--- START OF Supplied passage ---

Diffusers: Safety Checker, Checkpoint, DiffusionPipeline

Diffusers: Safety Checker, Checkpoint, DiffusionPipeline

https://huggingface.co/docs/diffusers/main/en/using-diffusers/loading
https://github.com/huggingface/diffusers/blob/main/docs/source/en/using-diffusers/loading.md

1. Safety Checker

Safety Checker 可以帮助识别和阻止包含暴力、色情、仇恨言论等不当内容的图像生成,确保输出内容符合社会规范和法律要求。

Diffusers implements a safety checker for Stable Diffusion models which can generate harmful content. The safety checker screens the generated output against known hardcoded not-safe-for-work (NSFW) content. If for whatever reason you’d like to disable the safety checker, pass safety_checker=None to the from_pretrained() method.

from diffusers import DiffusionPipeline

pipeline = DiffusionPipeline.from_pretrained("stable-diffusion-v1-5/stable-diffusion-v1-5", safety_checker=None, use_safetensors=True)
"""
You have disabled the safety checker for <class 'diffusers.pipelines.stable_diffusion.pipeline_stable_diffusion.StableDiffusionPipeline'> by passing `safety_checker=None`.
Ensure that you abide by the conditions of the Stable Diffusion license and do not expose unfiltered results in services or applications open to the public.
Both the diffusers team and Hugging Face strongly recommend keeping the safety filter enabled in all public-facing circumstances, disabling it only for use cases that involve analyzing network behavior or auditing its results.
For more information, please have a look at https://github.com/huggingface/diffusers/pull/254 .
"""

2. Checkpoint variants

A checkpoint variant is usually a checkpoint whose weights are:

  • Stored in a different floating point type, such as torch.float16, because it only requires half the bandwidth and storage to download. You can’t use this variant if you’re continuing training or using a CPU.
  • Non-exponential mean averaged (EMA) weights which shouldn’t be used for inference. You should use this variant to continue finetuning a model.

When the checkpoints have identical model structures, but they were trained on different datasets and with a different training setup, they should be stored in separate repositories. For example, stabilityai/stable-diffusion-2 and stabilityai/stable-diffusion-2-1 are stored in separate repositories.

Otherwise, a variant is identical to the original checkpoint. They have exactly the same serialization format (like safetensors), model structure, and their weights have identical tensor shapes.

checkpoint typeweight nameargument for loading weights
originaldiffusion_pytorch_model.safetensors
floating pointdiffusion_pytorch_model.fp16.safetensorsvariant, torch_dtype
non-EMAdiffusion_pytorch_model.non_ema.safetensorsvariant

There are two important arguments for loading variants:

  • torch_dtype specifies the floating point precision of the loaded checkpoint. For example, if you want to save bandwidth by loading a fp16 variant, you should set variant="fp16" and torch_dtype=torch.float16 to convert the weights to fp16. Otherwise, the fp16 weights are converted to the default fp32 precision.

--- END OF Supplied passage ---

Directions.
- 1) According to the Diffusers passage, what do you pass to the from_pretrained() method to turn off the safety checker?
- 2) Carry on writing the Diffusers passage after its last sentence.
These entries come from a source unrelated to the Diffusers passage.

--- START OF Stored records ---

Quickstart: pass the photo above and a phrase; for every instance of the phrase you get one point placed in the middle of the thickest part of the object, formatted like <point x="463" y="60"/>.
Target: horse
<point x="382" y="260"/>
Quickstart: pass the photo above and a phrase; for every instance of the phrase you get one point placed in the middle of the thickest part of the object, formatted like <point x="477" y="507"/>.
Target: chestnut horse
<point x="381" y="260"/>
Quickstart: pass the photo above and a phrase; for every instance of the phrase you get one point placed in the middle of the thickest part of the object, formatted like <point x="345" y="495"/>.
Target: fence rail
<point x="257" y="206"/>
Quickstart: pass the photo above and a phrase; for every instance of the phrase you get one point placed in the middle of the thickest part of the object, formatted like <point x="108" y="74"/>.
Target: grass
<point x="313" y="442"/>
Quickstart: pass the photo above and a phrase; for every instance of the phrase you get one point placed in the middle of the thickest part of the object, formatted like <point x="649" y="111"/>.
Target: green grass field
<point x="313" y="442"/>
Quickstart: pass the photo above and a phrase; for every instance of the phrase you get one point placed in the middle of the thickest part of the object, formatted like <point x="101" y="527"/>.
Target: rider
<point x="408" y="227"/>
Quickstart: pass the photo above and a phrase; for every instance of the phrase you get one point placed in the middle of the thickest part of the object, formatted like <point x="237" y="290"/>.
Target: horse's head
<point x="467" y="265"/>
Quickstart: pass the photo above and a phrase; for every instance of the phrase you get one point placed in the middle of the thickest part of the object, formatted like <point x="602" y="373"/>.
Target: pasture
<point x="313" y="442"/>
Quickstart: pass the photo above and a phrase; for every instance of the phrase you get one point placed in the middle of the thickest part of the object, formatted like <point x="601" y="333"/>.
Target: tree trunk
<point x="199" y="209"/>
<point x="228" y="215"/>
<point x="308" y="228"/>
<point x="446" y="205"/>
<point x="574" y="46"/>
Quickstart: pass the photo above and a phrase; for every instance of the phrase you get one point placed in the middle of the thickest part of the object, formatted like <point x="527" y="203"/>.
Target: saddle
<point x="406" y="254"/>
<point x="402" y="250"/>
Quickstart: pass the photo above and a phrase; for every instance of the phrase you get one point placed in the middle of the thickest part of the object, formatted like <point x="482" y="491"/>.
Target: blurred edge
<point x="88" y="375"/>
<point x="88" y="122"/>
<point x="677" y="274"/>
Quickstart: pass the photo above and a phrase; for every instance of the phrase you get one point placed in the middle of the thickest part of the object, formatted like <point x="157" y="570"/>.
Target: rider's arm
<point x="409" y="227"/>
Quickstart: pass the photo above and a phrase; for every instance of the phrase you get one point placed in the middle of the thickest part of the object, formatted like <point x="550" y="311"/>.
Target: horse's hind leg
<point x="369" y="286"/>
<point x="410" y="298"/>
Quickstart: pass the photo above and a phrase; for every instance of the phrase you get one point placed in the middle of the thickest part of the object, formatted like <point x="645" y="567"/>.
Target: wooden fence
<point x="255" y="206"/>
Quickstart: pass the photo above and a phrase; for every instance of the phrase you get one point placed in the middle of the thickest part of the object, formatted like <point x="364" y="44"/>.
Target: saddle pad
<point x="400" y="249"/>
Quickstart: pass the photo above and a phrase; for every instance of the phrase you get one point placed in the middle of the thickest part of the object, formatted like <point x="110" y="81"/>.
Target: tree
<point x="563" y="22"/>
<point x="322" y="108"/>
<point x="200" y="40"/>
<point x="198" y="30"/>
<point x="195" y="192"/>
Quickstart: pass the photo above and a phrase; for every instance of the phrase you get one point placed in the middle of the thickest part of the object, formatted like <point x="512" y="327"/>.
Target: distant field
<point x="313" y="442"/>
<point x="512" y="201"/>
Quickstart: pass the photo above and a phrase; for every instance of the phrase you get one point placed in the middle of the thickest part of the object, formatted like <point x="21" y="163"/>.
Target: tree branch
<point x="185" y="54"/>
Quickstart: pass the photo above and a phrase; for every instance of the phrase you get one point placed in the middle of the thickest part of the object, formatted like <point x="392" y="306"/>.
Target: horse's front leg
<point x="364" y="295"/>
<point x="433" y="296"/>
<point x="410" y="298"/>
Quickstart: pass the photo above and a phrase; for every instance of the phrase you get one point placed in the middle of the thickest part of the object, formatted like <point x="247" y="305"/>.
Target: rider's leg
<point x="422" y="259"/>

--- END OF Stored records ---

Expected answers.
- 1) safety_checker=None

- 2)
    If you only set torch_dtype=torch.float16, the default fp32 weights are downloaded first and then converted to fp16.

  • variant specifies which files should be loaded from the repository. For example, if you want to load a non-EMA variant of a UNet from stable-diffusion-v1-5/stable-diffusion-v1-5, set variant="non_ema" to download the non_ema file.

fp16

from diffusers import DiffusionPipeline
import torch

pipeline = DiffusionPipeline.from_pretrained(
    "stable-diffusion-v1-5/stable-diffusion-v1-5", variant="fp16", torch_dtype=torch.float16, use_safetensors=True
)

non-EMA

pipeline = DiffusionPipeline.from_pretrained(
    "stable-diffusion-v1-5/stable-diffusion-v1-5", variant="non_ema", use_safetensors=True
)

Use the variant parameter in the DiffusionPipeline.save_pretrained method to save a checkpoint as a different floating point type or as a non-EMA variant. You should try save a variant to the same folder as the original checkpoint, so you have the option of loading both from the same folder.

fp16

from diffusers import DiffusionPipeline

pipeline.save_pretrained("stable-diffusion-v1-5/stable-diffusion-v1-5", variant="fp16")

non-EMA

pipeline.save_pretrained("stable-diffusion-v1-5/stable-diffusion-v1-5", variant="non_ema")

If you don’t save the variant to an existing folder, you must specify the variant argument otherwise it’ll throw an Exception because it can’t find the original checkpoint.

# this won't work
pipeline = DiffusionPipeline.from_pretrained(
    "./stable-diffusion-v1-5", torch_dtype=torch.float16, use_safetensors=True
)

# this works
pipeline = DiffusionPipeline.from_pretrained(
    "./stable-diffusion-v1-5", variant="fp16", torch_dtype=torch.float16, use_safetensors=True
)

3. DiffusionPipeline explained

As a class method, DiffusionPipeline.from_pretrained is responsible for two things:

  • Download the latest version of the folder structure required for inference and cache it. If the latest folder structure is available in the local cache, DiffusionPipeline.from_pretrained reuses the cache and won’t redownload the files.
  • Load the cached weights into the correct pipeline class - retrieved from the model_index.json file - and return an instance of it.

The pipelines’ underlying folder structure corresponds directly with their class instances. For example, the StableDiffusionPipeline corresponds to the folder structure in stable-diffusion-v1-5/stable-diffusion-v1-5.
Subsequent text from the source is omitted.